(Labeled-object pointing entries)
__________________________________________________
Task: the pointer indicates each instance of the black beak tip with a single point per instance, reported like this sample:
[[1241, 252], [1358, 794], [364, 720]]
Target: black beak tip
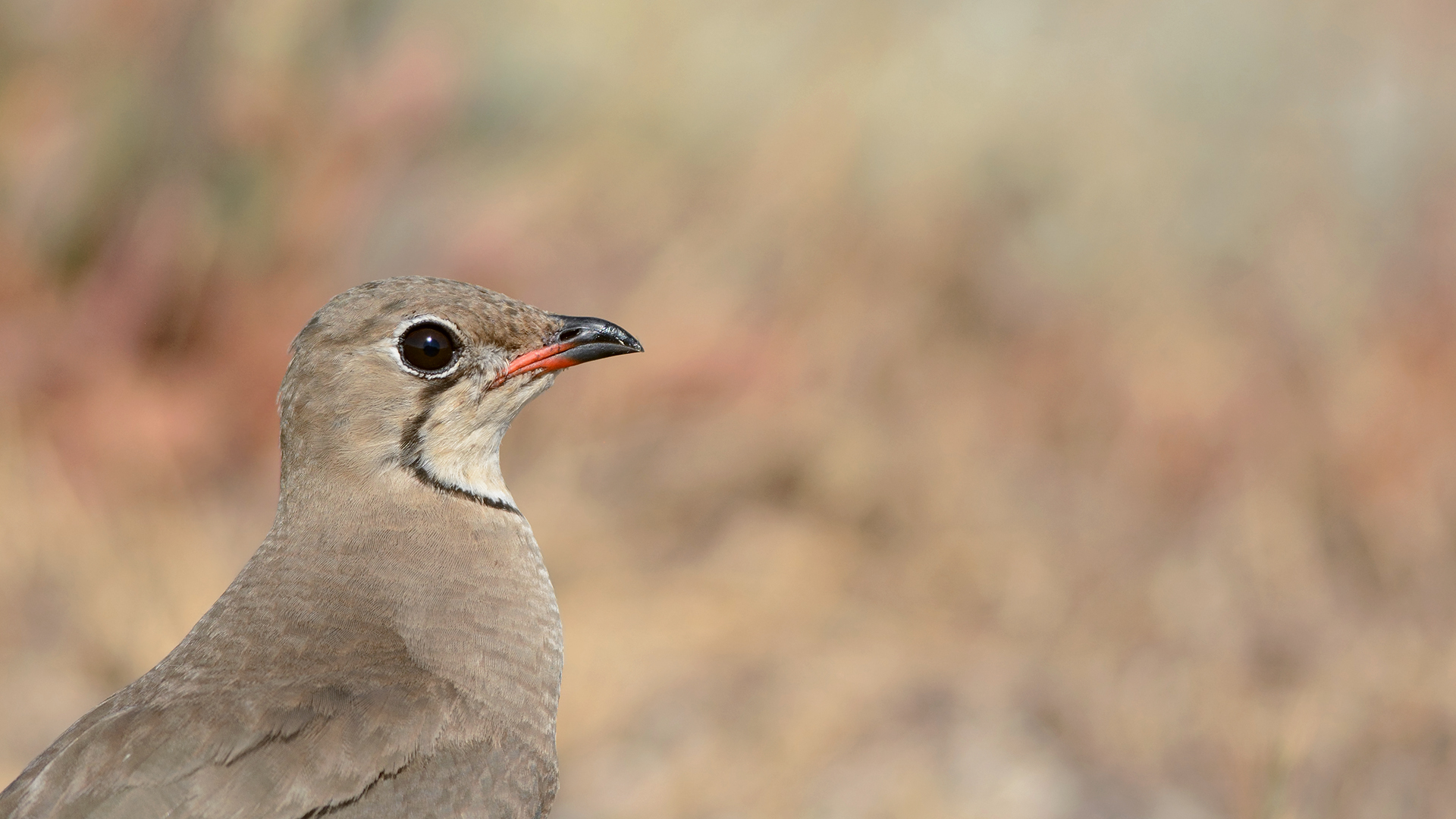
[[595, 338]]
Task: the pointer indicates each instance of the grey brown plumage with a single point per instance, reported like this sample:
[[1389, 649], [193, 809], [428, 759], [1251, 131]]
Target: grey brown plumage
[[394, 648]]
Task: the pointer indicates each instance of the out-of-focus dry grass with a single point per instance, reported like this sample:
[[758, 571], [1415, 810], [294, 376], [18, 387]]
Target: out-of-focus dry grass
[[1049, 410]]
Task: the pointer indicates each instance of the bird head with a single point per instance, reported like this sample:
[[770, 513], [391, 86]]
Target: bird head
[[421, 378]]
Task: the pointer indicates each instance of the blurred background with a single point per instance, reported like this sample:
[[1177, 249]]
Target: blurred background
[[1049, 409]]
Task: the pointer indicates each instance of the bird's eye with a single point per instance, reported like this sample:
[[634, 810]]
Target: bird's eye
[[427, 347]]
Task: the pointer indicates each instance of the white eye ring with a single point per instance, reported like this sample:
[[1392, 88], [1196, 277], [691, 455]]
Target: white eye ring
[[408, 325]]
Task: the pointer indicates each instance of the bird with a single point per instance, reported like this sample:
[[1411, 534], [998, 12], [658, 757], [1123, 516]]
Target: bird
[[394, 649]]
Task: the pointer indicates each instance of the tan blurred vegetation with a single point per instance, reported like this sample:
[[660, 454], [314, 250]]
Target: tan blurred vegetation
[[1049, 409]]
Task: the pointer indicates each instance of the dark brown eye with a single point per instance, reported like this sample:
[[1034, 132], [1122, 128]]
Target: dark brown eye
[[427, 347]]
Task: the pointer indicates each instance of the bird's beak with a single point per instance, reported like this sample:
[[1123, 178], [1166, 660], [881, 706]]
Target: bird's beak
[[580, 340]]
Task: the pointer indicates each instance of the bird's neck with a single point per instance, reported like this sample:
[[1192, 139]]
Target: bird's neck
[[460, 582]]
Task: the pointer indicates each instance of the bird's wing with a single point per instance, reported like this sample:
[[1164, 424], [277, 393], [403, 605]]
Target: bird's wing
[[265, 754]]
__________________________________________________
Instructions for the task - Change "Target" to "Object" wherever it occurs in the material from its first line through the line containing "[[1049, 410]]", leaving all other text unchanged. Omit the pictures from the result.

Written answer -
Task: the pointer indicates each instance of the black beak tip with a single point per instance, reported like this sample:
[[1241, 252], [1358, 794], [364, 720]]
Object: black beak tip
[[595, 338]]
Task: the pointer indicates each instance of the grey brown plumage with a single point per instance, reported like this sample:
[[1389, 649], [193, 809], [428, 759], [1251, 131]]
Object: grey brown plumage
[[394, 648]]
Task: the pointer indicates each instance of the out-of-focus dry grass with a single point per instance, reported like this sample:
[[758, 571], [1415, 810], [294, 376], [18, 387]]
Object: out-of-focus dry grass
[[1049, 410]]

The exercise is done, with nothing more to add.